State how many of the lines below contain the string "nacelle", treating uppercase and lowercase as different. Give only the number.

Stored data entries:
## BEGIN

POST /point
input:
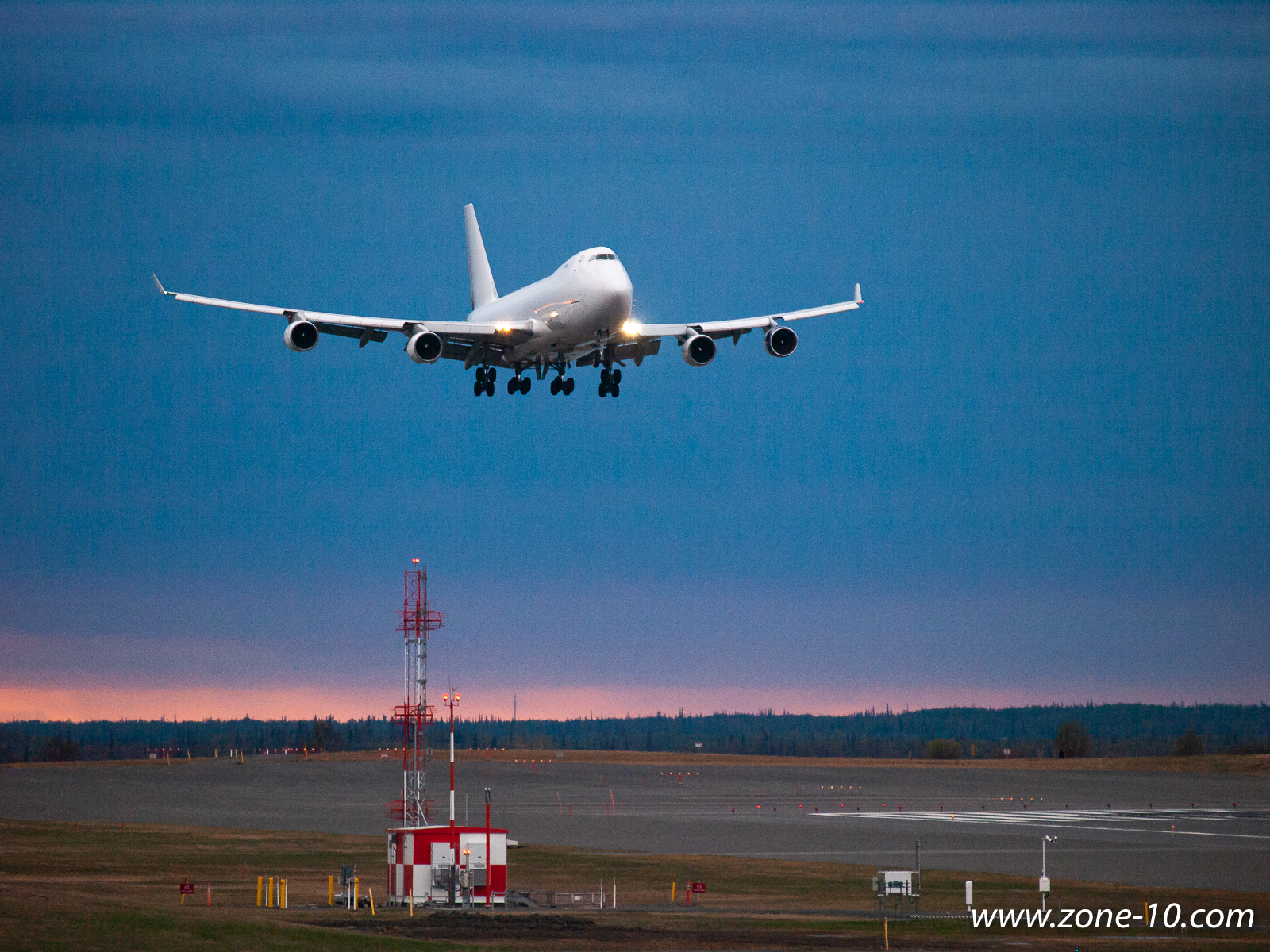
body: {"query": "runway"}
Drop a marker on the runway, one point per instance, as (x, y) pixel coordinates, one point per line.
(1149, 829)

## END
## BEGIN

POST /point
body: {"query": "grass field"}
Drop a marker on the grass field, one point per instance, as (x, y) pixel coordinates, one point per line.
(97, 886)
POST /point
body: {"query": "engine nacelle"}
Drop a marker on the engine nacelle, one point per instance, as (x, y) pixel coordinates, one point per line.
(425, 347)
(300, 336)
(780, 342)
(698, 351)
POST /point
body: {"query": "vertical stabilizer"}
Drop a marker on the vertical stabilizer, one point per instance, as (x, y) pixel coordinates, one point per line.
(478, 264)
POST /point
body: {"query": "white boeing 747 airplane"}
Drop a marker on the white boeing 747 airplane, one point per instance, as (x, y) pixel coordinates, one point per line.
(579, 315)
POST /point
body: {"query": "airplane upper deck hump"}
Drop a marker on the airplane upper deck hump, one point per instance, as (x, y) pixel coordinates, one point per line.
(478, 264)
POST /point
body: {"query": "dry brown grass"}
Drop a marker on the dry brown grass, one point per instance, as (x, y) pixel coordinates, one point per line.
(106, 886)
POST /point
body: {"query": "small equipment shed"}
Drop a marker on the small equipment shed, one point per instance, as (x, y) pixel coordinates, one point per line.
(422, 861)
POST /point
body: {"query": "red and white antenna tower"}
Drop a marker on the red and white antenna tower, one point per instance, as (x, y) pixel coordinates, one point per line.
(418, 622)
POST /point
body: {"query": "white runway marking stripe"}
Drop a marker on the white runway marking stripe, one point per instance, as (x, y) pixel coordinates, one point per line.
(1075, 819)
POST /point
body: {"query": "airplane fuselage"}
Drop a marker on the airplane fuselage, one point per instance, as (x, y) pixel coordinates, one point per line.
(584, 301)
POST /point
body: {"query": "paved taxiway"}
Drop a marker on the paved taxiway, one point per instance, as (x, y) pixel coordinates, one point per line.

## END

» **Reply to the task**:
2